**TRECHO PARA LEITURA:**
==============================

Murilo Mendes, por Guignard
Antitediário
nacional com Murilo Mendes: felizmente, respira-se
A
Aquilino Ribeiro e João de Araújo Correia
Quando Murilo Mendes escreve as suas Janelas verdes expende, em simultâneo,
no aparato textual e nas múltiplas alusões, um conjunto de afinidades eletivas
literárias portuguesas que importa conservar e apreciar. É funda a apreciação
de Luciana Stegagno Picchio. Defende a distinta lusófila que «Murilo Mendes
sabia Portugal como poucos portugueses o conhecem: sabia-o com o
hipocorrectismo do converso, do regressado»[1],
acrescentando ainda, entre outras considerações, que a língua portuguesa que
tinha recebido do Brasil, «língua fluente de Camões e de Vieira, de Gregório de
Matos e de Machado de Assis, mantinha contudo o cheiro de manga do quintal de
seus avós brasileiros»[2]. E
isso, segundo penso, só pode ser positivo – deixemos, pois, que o cheiro da
manga nos invada.
Os líquidos ressonantes de Murilo Mendes
são vagas insurgentes, avessas a fórmulas e preconceitos. O texto sobre
Guimarães, dedicado ao enormíssimo Vergílio Ferreira – e o paratexto assinala
bem a enciclopédia de afetos do escritor de Minas Gerais! -, é um fabuloso caso
de completude cultural e de desvelamento de profundos conhecimentos. Vê-se
também isso no complexo das janelas que Murilo tão abundantemente entrevê pela
cidade e nos cede em situação comunicativa. Não espantam, certamente, os nomes
de Gil Vicente, Soror Mariana Alcoforado ou de Almeida Garrett – este, outro
viciado do desvelamento -, o mesmo não se podendo dizer da presença de João de
Araújo Correia, de incontestável valia e mais modesta fama, que aparece no
excurso muriliano como amador de boa facas: « “(como faca de cozinha, não quero
haja igual nem mesmo em Guimarães”, assim escreve João de Araújo Correia)»[3].
No capítulo sobre o Porto, dedicado a
Óscar Lopes, convoca Murilo Mendes o dito do fortíssimo Teixeira Gomes que vê
na Invicta «a cidade mais pitoresca do mundo». Vários nomes literários afluem:
Cesário, Silva Pinto, Jaime Cortesão e António Nobre, a «nossa maior poetisa»,
apodo que o autor brasileiro repisa, para logo dizer: «Nem sempre»[4].

==============================

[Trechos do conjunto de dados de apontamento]
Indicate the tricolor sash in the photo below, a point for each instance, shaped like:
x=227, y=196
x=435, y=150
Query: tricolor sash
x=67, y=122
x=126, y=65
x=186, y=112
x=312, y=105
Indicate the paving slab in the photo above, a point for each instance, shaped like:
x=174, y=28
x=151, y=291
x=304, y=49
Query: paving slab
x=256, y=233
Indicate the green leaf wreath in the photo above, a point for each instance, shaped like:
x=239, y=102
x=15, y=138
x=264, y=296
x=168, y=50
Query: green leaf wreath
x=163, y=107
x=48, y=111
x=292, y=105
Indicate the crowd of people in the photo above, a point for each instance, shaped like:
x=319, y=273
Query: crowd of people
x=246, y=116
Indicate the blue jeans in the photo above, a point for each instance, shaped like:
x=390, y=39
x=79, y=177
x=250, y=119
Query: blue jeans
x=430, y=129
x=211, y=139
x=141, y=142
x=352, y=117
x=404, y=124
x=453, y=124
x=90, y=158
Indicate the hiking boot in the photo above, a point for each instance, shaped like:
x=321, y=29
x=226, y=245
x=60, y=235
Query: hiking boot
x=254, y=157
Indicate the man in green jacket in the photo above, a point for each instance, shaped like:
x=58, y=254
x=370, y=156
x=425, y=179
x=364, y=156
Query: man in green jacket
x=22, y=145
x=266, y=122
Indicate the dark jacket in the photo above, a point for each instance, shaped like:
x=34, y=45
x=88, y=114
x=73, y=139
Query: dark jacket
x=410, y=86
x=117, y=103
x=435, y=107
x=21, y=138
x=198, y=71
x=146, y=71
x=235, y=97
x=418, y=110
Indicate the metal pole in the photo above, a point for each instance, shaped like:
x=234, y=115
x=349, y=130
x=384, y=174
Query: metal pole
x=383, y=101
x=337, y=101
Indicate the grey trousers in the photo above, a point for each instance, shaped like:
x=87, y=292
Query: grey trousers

==============================

**INSTRUÇÕES:**
a – No texto sobre Murilo Mendes, a quem é dedicado o capítulo sobre o Porto?
b – Continue, por favor, o texto sobre Murilo Mendes a partir da última frase apresentada.
Os itens não têm relação nenhuma com o texto sobre Murilo Mendes.

**RESPOSTAS DO EXERCÍCIO:**
a – A Óscar Lopes.

b –
Dedicando capítulos e locais a autores
fortes (Alberto de Serpa, Ruben A., Adolfo Casais Monteiro, José Gomes
Ferreira, Urbano Tavares Rodrigues, António Gedeão e Natália Nunes, Pedro
Tamen, David Mourão-Ferreira, Eugénio de Andrade, Orlando Costa, Luiza Neto
Jorge, Salette Tavares, Ruy Cinatti, Carlos de Oliveira, António Ramos Rosa,
Alberta de Lacerda, José Cardoso Pires, Agustina Bessa-Luís, Alexandre O’Neill,
Herberto Helder, Isabel da Nóbrega e mais uns tantos, Murilo Mendes, de A a D
do setor 1, desenrola toda uma literatura e desenha uma sugestiva linha
canónica do século XX português. E no miolo há os Pessoas, os Anteros, os Eças,
os Pascoaes, os Almadas, os Torgas, os Régios, os Junqueiros, as Florbelas, os
Teixeira-Gomes, os Bocages e tantos outros bailando gostosamente sobre
pormenores belíssimos noiváveis apenas com um amplo saber que só assiste aos
devotados.
Namorantes, os capítulos do setor 2, de
A a C, integram, por exemplo, Gil Vicente, Padre António Vieira, Mariana
Alcoforado, Bocage, Camilo Castelo Branco, Eça de Queirós, Teixeira de
Pascoaes, Miguel Torga, Antero de Quental, Camilo Pessanha, Mário de
Sá-Carneiro, Florbela Espanca, Afonso Duarte e Fernando Pessoa, cabendo as
dedicatórias aos próprios ou a personalidades de incontestável condição – e
lembro José Augusto-França, Ruy Belo, Natália Correia, Bernardo Santareno, José
Terra, Mário Cesariny de Vasconcelos…
Por estas janelas murilianas, vejo,
claramente, toda uma literatura. «A casa está nele»[5],
como diz Eucanaã Ferraz. Estará a literatura em nós?
Viseu, 9 de outubro de 2014
© Martim de Gouveia e Sousa
[1]
Luciana Stegagno Picchio, «As Janelas
verdes de Murilo Mendes», in Murilo Mendes, Janelas verdes, Vila Nova de Famalicão, edições quasi, 2003, p. 11.
[2] Id., ibid.,
p. 12.
[3]
Murilo Mendes, Janelas verdes, Vila
Nova de Famalicão, edições quasi, 2003, p. 17.
[4] Id., ibid.,
p. 23.
[5]
Eucanaã Ferraz, «Em Portugal, com Murilo Mendes», in Murilo Mendes, Janelas verdes, Vila Nova de Famalicão,
edições quasi, 2003, p. 216.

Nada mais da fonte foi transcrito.